#### TEXT SEGMENT

Quote from the Library of Congress: "The Library of Congress and the Advertising Council have launched a national public service advertising. A series of public service announcements, aimed to reach children in the fourth, fifth and sixth grades and their parents, focus on engaging children in all forms of literacy, whether it is reading a book or magazine, studying history, visiting a museum or simply using their imagination." {Or, reading a newsprint newspaper!}

The Chattanooga Times Free Press newsprint edition rivals the value of diamonds and gold. And, the truth is, even much more valuable because of the mind/spirit benefits that come from 'cozying up' with a vast containment of life changing information. Please, 'get over investing your precious .50 cents'!


April 28, 2013 at 6:37 p.m.
rumrunr said...

orr... if that .50 means having to read your messed up views,that is a waste of money. no thanks

April 28, 2013 at 8:45 p.m.
nucanuck said...

magenta, we are not anonymous to the CTFP, they have our names ad emails.

########

- THE TASKS
[1] Filter the entries down to the lines that contain the string "pixels", copying each such line in full. Case counts.
[2] Carry on the comment thread about the newsprint newspaper, picking up right after its last sentence.

#### DATASET ENTRIES

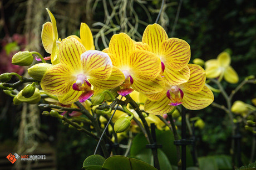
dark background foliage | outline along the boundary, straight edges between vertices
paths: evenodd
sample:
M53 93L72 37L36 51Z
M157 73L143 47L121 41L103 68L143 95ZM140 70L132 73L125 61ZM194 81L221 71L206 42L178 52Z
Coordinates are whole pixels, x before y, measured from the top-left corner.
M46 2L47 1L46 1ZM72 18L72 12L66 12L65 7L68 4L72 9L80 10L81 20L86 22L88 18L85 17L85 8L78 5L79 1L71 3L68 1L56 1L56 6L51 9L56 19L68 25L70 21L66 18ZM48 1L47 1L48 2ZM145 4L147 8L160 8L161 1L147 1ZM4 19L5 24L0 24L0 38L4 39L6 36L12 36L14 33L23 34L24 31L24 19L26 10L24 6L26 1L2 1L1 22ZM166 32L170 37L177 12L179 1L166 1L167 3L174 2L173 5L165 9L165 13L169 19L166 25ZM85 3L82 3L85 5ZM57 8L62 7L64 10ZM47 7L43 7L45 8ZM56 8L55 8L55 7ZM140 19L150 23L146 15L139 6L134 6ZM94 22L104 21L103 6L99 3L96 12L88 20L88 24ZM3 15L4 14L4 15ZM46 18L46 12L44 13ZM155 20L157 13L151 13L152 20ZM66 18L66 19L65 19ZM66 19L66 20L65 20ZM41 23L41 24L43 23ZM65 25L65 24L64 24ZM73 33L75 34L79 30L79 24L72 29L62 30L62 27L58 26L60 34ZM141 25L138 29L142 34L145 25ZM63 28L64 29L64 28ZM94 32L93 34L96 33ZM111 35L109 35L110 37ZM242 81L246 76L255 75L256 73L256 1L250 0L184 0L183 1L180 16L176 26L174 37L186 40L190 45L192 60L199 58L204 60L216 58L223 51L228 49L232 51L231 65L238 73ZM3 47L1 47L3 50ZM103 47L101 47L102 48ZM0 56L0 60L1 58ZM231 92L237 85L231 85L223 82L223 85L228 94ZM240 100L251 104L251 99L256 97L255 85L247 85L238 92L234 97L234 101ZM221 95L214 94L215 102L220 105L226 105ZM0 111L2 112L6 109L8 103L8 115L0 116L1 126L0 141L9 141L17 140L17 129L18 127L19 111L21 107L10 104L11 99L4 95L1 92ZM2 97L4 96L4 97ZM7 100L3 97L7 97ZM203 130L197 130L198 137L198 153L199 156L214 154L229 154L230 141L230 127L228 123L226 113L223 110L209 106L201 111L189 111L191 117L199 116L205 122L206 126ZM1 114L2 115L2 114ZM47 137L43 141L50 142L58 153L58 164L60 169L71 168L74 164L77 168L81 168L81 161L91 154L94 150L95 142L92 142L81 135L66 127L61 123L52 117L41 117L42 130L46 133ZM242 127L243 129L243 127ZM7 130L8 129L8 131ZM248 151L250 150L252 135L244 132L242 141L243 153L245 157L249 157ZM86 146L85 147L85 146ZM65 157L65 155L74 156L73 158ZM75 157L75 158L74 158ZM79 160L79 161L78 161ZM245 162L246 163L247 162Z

########

- ANSWERS PER TASK
[1]
Coordinates are whole pixels, x before y, measured from the top-left corner.

[2]
I also suspect that many people log-in just to read the comments more so than the editorials which are often not so stimulating. If the paper loses commenters, they may also lose a lot of click volume. I suspect that the number of lurkers who like the colorful comments is large.

Whatever it is, the CTFP will figure it out.

April 28, 2013 at 9:25 p.m.
Hunter_Bluff said...

Having lived in the People's Republic of East Tennessee for the past 20 years (set your watch 100 years!) I'm happy with the mix of views I see in the TFP. I may not agree with about half of them but I'm thankful for DIVERSITY of opinions and not just the group think of dittoheads.

April 28, 2013 at 9:37 p.m.
choptalker said...

Sorry to see, but nicely explained. It says on the day you get the paper, so I guess that means if we have a weekend subscription, we can only get it online Saturday and Sunday.

Other local websites that "make money" don't have to pay a big staff to write stories. One person can rewrite TFP stories and post press releases.

April 29, 2013 at 10:17 a.m.
freerockcity said...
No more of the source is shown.